→ **Request**
Find "Place one point on every instance of the artichoke spiral" in the material below, then copy that line and every subsequent line to the end, exactly.

* begin *

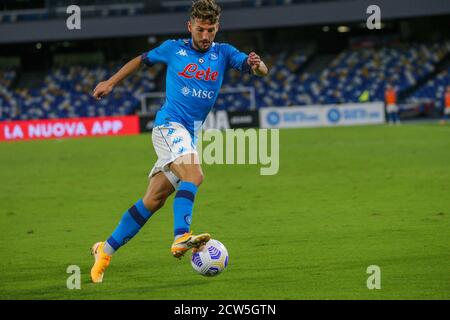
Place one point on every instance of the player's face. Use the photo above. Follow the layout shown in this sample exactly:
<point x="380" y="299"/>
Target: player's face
<point x="203" y="33"/>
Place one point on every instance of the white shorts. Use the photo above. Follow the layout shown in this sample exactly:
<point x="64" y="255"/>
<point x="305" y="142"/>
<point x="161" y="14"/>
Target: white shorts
<point x="391" y="108"/>
<point x="171" y="141"/>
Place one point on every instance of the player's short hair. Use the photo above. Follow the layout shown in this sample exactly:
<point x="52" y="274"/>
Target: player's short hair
<point x="205" y="10"/>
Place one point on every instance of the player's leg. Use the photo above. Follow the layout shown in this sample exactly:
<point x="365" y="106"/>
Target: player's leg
<point x="132" y="221"/>
<point x="188" y="169"/>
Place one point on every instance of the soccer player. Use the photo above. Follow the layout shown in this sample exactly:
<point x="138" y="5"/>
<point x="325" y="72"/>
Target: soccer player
<point x="390" y="96"/>
<point x="195" y="70"/>
<point x="446" y="114"/>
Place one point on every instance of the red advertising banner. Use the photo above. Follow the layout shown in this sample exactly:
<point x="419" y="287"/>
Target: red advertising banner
<point x="68" y="128"/>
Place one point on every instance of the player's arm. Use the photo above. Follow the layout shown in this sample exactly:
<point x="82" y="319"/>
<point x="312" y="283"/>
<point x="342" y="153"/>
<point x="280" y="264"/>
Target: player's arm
<point x="105" y="87"/>
<point x="258" y="67"/>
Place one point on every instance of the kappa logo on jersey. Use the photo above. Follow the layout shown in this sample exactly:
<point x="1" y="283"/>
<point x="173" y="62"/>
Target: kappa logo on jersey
<point x="182" y="52"/>
<point x="202" y="94"/>
<point x="185" y="91"/>
<point x="191" y="71"/>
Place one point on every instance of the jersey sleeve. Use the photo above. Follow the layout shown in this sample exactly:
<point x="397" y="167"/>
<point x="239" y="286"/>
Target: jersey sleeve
<point x="160" y="54"/>
<point x="236" y="59"/>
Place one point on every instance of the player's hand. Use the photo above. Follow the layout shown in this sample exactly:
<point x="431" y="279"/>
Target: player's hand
<point x="102" y="90"/>
<point x="253" y="60"/>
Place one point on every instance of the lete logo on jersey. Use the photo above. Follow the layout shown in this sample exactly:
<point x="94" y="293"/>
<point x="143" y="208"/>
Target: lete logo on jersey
<point x="191" y="71"/>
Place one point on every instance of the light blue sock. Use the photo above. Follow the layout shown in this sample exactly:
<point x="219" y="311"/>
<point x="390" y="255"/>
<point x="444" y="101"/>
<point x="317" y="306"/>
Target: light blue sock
<point x="182" y="207"/>
<point x="132" y="221"/>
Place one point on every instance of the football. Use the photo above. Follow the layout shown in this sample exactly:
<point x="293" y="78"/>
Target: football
<point x="211" y="259"/>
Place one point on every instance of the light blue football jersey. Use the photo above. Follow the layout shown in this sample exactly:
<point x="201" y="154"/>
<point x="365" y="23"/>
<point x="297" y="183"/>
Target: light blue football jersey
<point x="193" y="78"/>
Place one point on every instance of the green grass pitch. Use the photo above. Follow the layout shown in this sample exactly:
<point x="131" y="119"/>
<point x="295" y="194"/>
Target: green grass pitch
<point x="344" y="199"/>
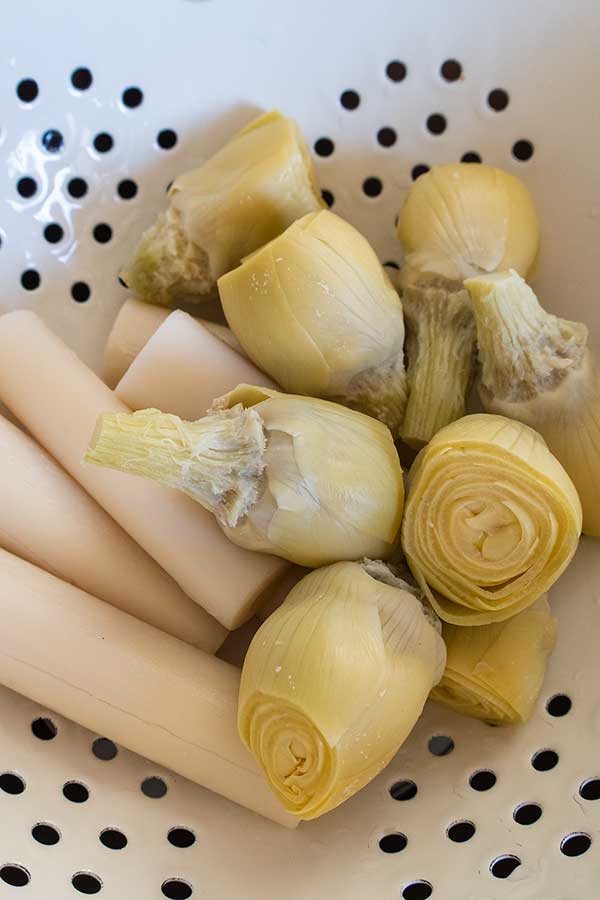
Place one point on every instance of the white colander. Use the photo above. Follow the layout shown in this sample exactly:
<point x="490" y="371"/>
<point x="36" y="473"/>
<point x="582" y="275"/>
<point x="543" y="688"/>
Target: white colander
<point x="380" y="88"/>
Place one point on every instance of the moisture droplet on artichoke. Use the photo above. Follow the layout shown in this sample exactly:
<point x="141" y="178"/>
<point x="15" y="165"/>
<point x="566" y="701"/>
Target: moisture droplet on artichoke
<point x="335" y="680"/>
<point x="247" y="193"/>
<point x="495" y="672"/>
<point x="491" y="519"/>
<point x="317" y="312"/>
<point x="538" y="369"/>
<point x="304" y="479"/>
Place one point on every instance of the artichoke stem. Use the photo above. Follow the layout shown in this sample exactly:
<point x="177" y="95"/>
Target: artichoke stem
<point x="524" y="350"/>
<point x="217" y="460"/>
<point x="440" y="348"/>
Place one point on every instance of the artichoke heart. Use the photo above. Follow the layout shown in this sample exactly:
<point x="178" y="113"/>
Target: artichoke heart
<point x="334" y="681"/>
<point x="539" y="369"/>
<point x="491" y="520"/>
<point x="460" y="220"/>
<point x="247" y="193"/>
<point x="315" y="309"/>
<point x="495" y="672"/>
<point x="303" y="479"/>
<point x="440" y="350"/>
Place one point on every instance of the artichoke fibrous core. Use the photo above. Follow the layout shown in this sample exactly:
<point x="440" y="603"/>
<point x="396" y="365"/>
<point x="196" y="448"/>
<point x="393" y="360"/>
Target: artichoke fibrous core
<point x="315" y="309"/>
<point x="440" y="350"/>
<point x="333" y="486"/>
<point x="251" y="190"/>
<point x="495" y="672"/>
<point x="491" y="520"/>
<point x="333" y="683"/>
<point x="307" y="480"/>
<point x="460" y="220"/>
<point x="538" y="369"/>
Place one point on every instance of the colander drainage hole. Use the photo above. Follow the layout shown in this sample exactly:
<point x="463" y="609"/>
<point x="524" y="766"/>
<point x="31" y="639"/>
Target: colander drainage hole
<point x="417" y="890"/>
<point x="544" y="760"/>
<point x="403" y="790"/>
<point x="324" y="147"/>
<point x="436" y="123"/>
<point x="44" y="729"/>
<point x="176" y="889"/>
<point x="559" y="705"/>
<point x="53" y="233"/>
<point x="77" y="187"/>
<point x="153" y="787"/>
<point x="26" y="187"/>
<point x="350" y="100"/>
<point x="113" y="839"/>
<point x="132" y="97"/>
<point x="102" y="233"/>
<point x="45" y="834"/>
<point x="483" y="780"/>
<point x="27" y="90"/>
<point x="372" y="186"/>
<point x="127" y="189"/>
<point x="181" y="837"/>
<point x="460" y="832"/>
<point x="418" y="170"/>
<point x="15" y="875"/>
<point x="81" y="79"/>
<point x="30" y="279"/>
<point x="393" y="843"/>
<point x="505" y="865"/>
<point x="588" y="790"/>
<point x="75" y="791"/>
<point x="396" y="70"/>
<point x="522" y="150"/>
<point x="86" y="883"/>
<point x="440" y="745"/>
<point x="166" y="139"/>
<point x="103" y="142"/>
<point x="102" y="748"/>
<point x="527" y="813"/>
<point x="498" y="99"/>
<point x="11" y="783"/>
<point x="575" y="844"/>
<point x="386" y="137"/>
<point x="80" y="291"/>
<point x="451" y="70"/>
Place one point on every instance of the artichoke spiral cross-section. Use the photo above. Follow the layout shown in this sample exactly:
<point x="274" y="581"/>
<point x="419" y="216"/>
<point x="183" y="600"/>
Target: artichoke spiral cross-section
<point x="315" y="309"/>
<point x="491" y="519"/>
<point x="307" y="480"/>
<point x="495" y="672"/>
<point x="335" y="680"/>
<point x="248" y="192"/>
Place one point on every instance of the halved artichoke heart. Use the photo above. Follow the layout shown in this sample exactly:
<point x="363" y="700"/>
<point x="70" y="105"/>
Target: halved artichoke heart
<point x="495" y="672"/>
<point x="247" y="193"/>
<point x="491" y="519"/>
<point x="304" y="479"/>
<point x="335" y="680"/>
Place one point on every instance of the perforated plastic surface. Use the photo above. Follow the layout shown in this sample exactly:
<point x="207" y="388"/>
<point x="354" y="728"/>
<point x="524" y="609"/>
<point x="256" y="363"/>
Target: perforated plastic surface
<point x="379" y="91"/>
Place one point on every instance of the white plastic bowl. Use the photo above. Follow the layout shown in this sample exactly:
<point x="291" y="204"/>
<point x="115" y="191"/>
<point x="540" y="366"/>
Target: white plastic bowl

* end *

→ **Solution to this task**
Place one point on every instance of the artichoke spiral cross-section. Use the photo above. Follow the layout shown in this sample exactly:
<point x="274" y="581"/>
<point x="419" y="216"/>
<point x="183" y="600"/>
Target: artichoke spiral cross-section
<point x="315" y="309"/>
<point x="491" y="519"/>
<point x="307" y="480"/>
<point x="495" y="672"/>
<point x="335" y="680"/>
<point x="248" y="192"/>
Place one point on every instance of the halved artichoke heart. Use the photo above. Follow the layout shown in this sample exactly:
<point x="363" y="700"/>
<point x="70" y="105"/>
Target: halved artichoke heart
<point x="495" y="672"/>
<point x="247" y="193"/>
<point x="491" y="519"/>
<point x="304" y="479"/>
<point x="335" y="680"/>
Place one point on every instance of the perforated plastic surface. Use the photo above. Follow the layout shown in this sample exactly:
<point x="207" y="388"/>
<point x="354" y="728"/>
<point x="524" y="609"/>
<point x="256" y="363"/>
Target: perforated plastic surface
<point x="379" y="91"/>
Place one point on every instance of the white plastic bowl. Use the photo above. Follow the layout shown in this sample exactly:
<point x="291" y="204"/>
<point x="115" y="191"/>
<point x="540" y="366"/>
Target: white plastic bowl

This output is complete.